--- Available data ---
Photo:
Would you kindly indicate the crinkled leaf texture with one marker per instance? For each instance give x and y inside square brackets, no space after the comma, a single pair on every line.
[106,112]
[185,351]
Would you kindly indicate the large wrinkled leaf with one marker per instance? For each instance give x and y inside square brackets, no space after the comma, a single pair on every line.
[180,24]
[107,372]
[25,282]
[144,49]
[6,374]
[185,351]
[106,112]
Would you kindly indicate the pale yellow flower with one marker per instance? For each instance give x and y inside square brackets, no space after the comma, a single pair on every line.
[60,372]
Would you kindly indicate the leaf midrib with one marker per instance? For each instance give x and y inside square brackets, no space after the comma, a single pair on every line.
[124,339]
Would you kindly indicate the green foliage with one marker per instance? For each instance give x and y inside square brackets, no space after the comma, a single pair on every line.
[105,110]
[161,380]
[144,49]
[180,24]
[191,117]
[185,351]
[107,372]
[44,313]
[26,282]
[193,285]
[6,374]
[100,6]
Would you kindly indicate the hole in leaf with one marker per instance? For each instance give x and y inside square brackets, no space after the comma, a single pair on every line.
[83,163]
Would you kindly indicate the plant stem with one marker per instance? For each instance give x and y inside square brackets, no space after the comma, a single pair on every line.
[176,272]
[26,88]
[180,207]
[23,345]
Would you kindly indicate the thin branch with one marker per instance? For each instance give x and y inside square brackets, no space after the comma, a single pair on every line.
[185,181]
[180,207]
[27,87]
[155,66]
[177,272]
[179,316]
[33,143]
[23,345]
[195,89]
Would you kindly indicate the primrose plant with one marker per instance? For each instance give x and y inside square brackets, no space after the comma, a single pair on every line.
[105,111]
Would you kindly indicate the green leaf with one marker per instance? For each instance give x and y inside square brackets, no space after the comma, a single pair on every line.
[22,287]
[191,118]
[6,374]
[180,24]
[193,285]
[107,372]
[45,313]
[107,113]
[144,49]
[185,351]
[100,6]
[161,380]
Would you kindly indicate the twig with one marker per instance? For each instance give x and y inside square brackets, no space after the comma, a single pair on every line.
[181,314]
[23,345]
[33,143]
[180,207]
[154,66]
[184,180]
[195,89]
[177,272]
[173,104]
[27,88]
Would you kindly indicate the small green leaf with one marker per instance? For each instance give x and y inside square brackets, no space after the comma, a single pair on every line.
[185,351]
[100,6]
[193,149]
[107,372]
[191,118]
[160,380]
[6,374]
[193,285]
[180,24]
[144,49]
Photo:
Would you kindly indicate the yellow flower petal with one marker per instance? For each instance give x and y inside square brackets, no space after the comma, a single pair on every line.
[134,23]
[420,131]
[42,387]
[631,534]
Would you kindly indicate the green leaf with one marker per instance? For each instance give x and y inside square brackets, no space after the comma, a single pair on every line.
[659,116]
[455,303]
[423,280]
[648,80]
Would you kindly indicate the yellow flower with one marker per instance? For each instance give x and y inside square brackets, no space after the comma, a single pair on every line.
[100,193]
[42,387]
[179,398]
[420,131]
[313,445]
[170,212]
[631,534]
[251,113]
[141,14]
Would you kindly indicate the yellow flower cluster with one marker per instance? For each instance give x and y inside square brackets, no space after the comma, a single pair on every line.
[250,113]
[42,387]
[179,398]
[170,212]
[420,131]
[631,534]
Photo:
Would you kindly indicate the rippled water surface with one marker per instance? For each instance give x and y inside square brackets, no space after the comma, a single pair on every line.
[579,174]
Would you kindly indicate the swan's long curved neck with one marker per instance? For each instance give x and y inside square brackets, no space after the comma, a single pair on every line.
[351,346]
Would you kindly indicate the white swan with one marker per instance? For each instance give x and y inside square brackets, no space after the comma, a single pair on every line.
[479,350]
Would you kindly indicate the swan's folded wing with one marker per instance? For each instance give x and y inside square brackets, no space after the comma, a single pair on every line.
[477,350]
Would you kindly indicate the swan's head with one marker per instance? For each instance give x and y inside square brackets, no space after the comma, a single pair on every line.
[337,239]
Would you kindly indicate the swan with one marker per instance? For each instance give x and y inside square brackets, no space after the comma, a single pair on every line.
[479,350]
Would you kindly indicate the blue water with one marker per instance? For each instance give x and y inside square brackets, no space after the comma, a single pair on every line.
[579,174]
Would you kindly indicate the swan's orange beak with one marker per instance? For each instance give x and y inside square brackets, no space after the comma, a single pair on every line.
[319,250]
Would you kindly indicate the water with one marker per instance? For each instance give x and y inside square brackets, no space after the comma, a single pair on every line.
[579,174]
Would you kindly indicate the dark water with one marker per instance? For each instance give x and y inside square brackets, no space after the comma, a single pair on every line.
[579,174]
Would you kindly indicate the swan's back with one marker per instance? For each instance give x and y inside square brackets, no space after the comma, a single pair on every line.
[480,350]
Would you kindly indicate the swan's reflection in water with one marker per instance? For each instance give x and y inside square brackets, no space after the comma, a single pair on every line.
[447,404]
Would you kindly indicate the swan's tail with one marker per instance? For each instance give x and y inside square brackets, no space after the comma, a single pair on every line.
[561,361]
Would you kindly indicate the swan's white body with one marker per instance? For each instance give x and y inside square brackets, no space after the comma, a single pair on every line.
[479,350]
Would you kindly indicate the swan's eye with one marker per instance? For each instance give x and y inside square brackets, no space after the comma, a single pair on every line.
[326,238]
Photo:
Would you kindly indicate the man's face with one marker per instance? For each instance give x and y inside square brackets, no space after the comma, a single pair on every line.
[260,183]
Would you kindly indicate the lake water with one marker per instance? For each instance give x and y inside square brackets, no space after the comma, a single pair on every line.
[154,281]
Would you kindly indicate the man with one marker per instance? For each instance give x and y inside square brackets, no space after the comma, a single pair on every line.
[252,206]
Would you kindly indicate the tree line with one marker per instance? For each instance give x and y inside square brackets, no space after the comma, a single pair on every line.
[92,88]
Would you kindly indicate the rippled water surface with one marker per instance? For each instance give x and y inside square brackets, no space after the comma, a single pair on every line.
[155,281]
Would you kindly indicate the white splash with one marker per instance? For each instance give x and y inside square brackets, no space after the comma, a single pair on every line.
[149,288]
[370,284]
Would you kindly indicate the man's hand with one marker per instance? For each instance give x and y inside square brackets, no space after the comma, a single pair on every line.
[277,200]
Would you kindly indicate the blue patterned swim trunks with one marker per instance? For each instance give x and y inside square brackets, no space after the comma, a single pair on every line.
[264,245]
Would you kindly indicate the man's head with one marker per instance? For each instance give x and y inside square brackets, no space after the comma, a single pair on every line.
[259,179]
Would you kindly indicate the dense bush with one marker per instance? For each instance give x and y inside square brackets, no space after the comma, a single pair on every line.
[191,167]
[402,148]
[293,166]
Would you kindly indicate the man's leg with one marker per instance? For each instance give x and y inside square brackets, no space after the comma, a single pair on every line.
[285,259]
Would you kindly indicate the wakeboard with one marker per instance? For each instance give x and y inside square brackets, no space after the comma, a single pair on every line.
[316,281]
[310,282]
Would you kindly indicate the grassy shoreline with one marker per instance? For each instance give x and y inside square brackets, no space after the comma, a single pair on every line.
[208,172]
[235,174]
---
Written exercise: Take the entries above and transcribe them exactly.

The output:
Photo:
Would you kindly indicate the crinkled leaf texture with one marker per instance? For each instance give x and y inside square brackets, no space after the comma, a single pair on every line.
[106,112]
[185,351]
Would you kindly indicate the large wrinkled leaf with one marker per instance? For each instance give x and y inside square brackets, no space after the comma, a single pair on every line.
[180,24]
[107,372]
[25,282]
[144,49]
[6,374]
[185,351]
[106,112]
Would you kindly indicate the pale yellow flower with one marker per instance? For each instance give x and y inside square brackets, no space after the comma, a single pair on every line.
[60,372]
Would you kindly indicate the leaf midrib with one marker per instance? For each instance give x and y inside square brackets, no space after the comma, a single pair on every line.
[124,339]
Would you kindly indicate the green foliage with one marker per instance? For each instance give x and y inside square brackets, no space after the comma, a single pair on every line.
[105,110]
[161,380]
[144,49]
[180,24]
[191,117]
[185,351]
[107,372]
[44,313]
[26,282]
[193,285]
[6,374]
[100,6]
Would you kindly indicate the hole in leaf with one marker per instance? For each instance give x and y inside square brackets, no space after the comma, a single pair on every line.
[83,163]
Would you kindly indicate the plant stem with one marker per instance? For each instance give x and y inside square brackets, no space after the comma, a single pair on every line.
[176,272]
[26,88]
[180,207]
[23,345]
Would you kindly indicate the thin branch with one marker per instance? For each instance give x and y inside square brackets, no space after the comma, a single pair on every line.
[185,181]
[180,207]
[27,87]
[155,66]
[177,272]
[179,316]
[33,143]
[23,345]
[195,89]
Would you kindly indicate the primrose plant with one marker per instance? For each instance give x and y inside square brackets, no space after the comma, a single pair on every line.
[105,111]
Would you kindly indicate the green leaf with one marker per instance? For each instance give x and y inside square brackets, no space after the comma, a single pair on every line.
[22,287]
[191,118]
[6,374]
[180,24]
[193,285]
[107,372]
[45,313]
[107,113]
[144,49]
[185,351]
[100,6]
[161,380]
Would you kindly indicate the twig with one marker per instance? For each instance give x and y inside square brackets, no space after the comma, a single pair on every line.
[181,314]
[23,345]
[33,143]
[180,207]
[154,66]
[184,180]
[195,89]
[177,272]
[173,104]
[27,88]
Would you kindly indicate the small green leaf with one marker per instance? For each instance give x and y inside square brackets, no space after the comma, a single pair on every line.
[185,351]
[100,6]
[193,149]
[107,372]
[191,118]
[160,380]
[6,374]
[193,285]
[180,24]
[144,49]
Photo:
Would you kindly indicate the yellow flower petal with one marker per instance? For each instance give x and y inside square brackets, no space after the comma, a single pair on every line.
[134,23]
[420,131]
[42,387]
[631,534]
Would you kindly indicate the green leaf with one marker per instance? For each instance give x and y inside square brackets, no space after the comma, a single pair on every line.
[659,116]
[455,303]
[423,280]
[648,80]
Would you kindly indicate the yellow flower with one marker per instance? For each instance give x and y inside square brackets, no space after the comma, a single pair on every line.
[100,193]
[42,387]
[179,398]
[420,131]
[313,445]
[170,212]
[631,534]
[251,113]
[141,14]
Would you kindly indicate the yellow flower cluster with one marker per instance? For each instance give x and y inside square brackets, no space after the comma, a single pair on every line.
[250,113]
[42,387]
[179,398]
[170,212]
[420,131]
[631,534]
Photo:
Would you kindly indicate the rippled water surface with one marker per instance? For each instance give x and y inside square brackets, no space after the comma, a single pair on every line.
[579,174]
Would you kindly indicate the swan's long curved neck with one marker per instance? For each instance give x and y inside square brackets, no space after the comma, a single pair on every line.
[351,346]
Would you kindly indicate the white swan with one marker per instance? For each instance give x and y inside square brackets, no space after the comma, a single pair on every line.
[479,350]
Would you kindly indicate the swan's folded wing with one marker per instance? For each instance give x and y inside square brackets, no space after the comma, a single pair on every line.
[477,350]
Would you kindly indicate the swan's head with one marker per instance? For each instance give x and y inside square brackets, no space after the comma, a single pair on every line.
[337,239]
Would you kindly indicate the swan with one marker per instance? For each instance give x and y inside square brackets, no space after the comma, a single pair on every line.
[479,350]
Would you kindly indicate the blue water with one marker per instance? For each instance give x and y inside square brackets, no space after the comma, a single pair on every line.
[579,174]
Would you kindly indicate the swan's orange beak with one marker per instance? For each instance give x and y inside square brackets, no space after the comma, a single pair on every line.
[319,250]
Would you kindly indicate the water with one marker per instance? For each instance give x and y inside square brackets, no space after the comma, a single pair on every line.
[579,174]
Would you kindly indicate the dark water with one marker per instance? For each instance give x and y inside square brackets, no space after the comma, a single pair on every line.
[579,174]
Would you kindly indicate the swan's back with one marker per instance? For each instance give x and y inside square brackets, no space after the comma, a single pair on every line.
[480,350]
Would you kindly indicate the swan's reflection in water with one marker per instance? For each instance give x and y inside square brackets, no space after the comma, a single pair on every line.
[447,404]
Would you kindly indicate the swan's tail with one marker per instance? For each instance give x and y inside square brackets, no space after the comma, a single pair on every line.
[561,361]
Would you kindly indicate the swan's white body with one marker per instance? For each instance give x and y inside square brackets, no space after the comma, a single pair on every line.
[479,350]
Would you kindly indicate the swan's eye with one marker per instance? For each instance give x and y inside square brackets, no space after the comma, a single pair on every line.
[326,238]
Photo:
Would you kindly indicate the man's face with one marker per instance? For each instance give x and y inside square brackets, no space after the comma, a single pair on every line.
[260,183]
Would you kindly indicate the lake water with one marker per instance? For each instance give x and y inside square brackets, no space after the comma, a single pair on every line.
[154,281]
Would you kindly indicate the man with one marker per instance? For each instance give x and y inside square brackets, no space after the comma, a single pair on every line.
[252,206]
Would you kindly indicate the tree line with one marker per instance? For each instance give x and y inside square brackets, no space after the comma, a single pair on every line.
[92,88]
Would you kindly indicate the rippled water surface with one marker per instance? For each instance give x and y inside square brackets, no space after the comma, a single pair on every line.
[155,281]
Would you kindly indicate the white splash with one marker per instance? For each instance give x and y inside square brackets, no space after the comma, a single pair on every line.
[149,288]
[370,284]
Would you kindly indicate the man's hand with one marker per instance? For each instance give x and y inside square brackets, no space after the comma, a single pair on every line.
[277,200]
Would you kindly indicate the blue patterned swim trunks with one marker per instance? For each instance give x and y inside square brackets, no space after the comma, a single pair on every line.
[264,245]
Would you kindly indicate the man's head with one marker per instance? For each instance give x and y inside square brackets, no space after the comma, a single pair on every line.
[259,179]
Would you kindly indicate the dense bush with one marker per instance? For each instance give x and y inside square brackets, no space after the comma, a single pair on every line.
[191,167]
[402,148]
[293,166]
Would you kindly indicate the man's leg with one marker per instance? For each instance give x and y inside square brackets, no space after the comma, a single pair on every line.
[285,259]
Would you kindly indicate the wakeboard with one marker per instance? For each instance give x and y inside square brackets, no space after the comma, a single pair on every line.
[316,281]
[310,282]
Would you kindly indicate the grassy shoreline with one marker per instance? For each instance give x and y inside square brackets, no space after the comma, a single pair on every line.
[208,172]
[235,174]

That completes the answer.